• _Working data_
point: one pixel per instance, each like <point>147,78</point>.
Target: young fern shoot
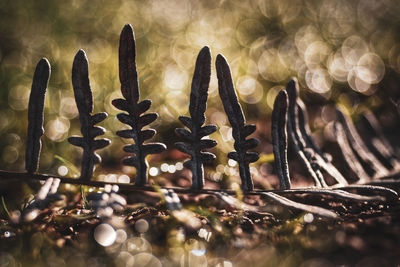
<point>84,102</point>
<point>194,141</point>
<point>130,90</point>
<point>35,115</point>
<point>240,131</point>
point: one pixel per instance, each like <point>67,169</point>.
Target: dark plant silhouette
<point>130,90</point>
<point>279,139</point>
<point>35,115</point>
<point>84,102</point>
<point>195,142</point>
<point>368,161</point>
<point>236,118</point>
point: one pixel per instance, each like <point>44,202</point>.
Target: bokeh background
<point>344,52</point>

• _Problem to work on_
Rewrite all the rows above, replacing "Target" with "Object" everywhere and leaving everything else unchanged. Omit the pictures from your answer.

• _Solution for this exercise_
point: one pixel per instance, each like <point>147,78</point>.
Object: young fern shoot
<point>84,102</point>
<point>194,141</point>
<point>130,90</point>
<point>35,115</point>
<point>240,131</point>
point: one pixel per instance, each like <point>67,169</point>.
Object: dark plant silhouette
<point>130,90</point>
<point>279,139</point>
<point>35,115</point>
<point>84,102</point>
<point>195,142</point>
<point>368,161</point>
<point>236,118</point>
point: one pixel per instance, each like <point>44,202</point>.
Object: bokeh background
<point>344,52</point>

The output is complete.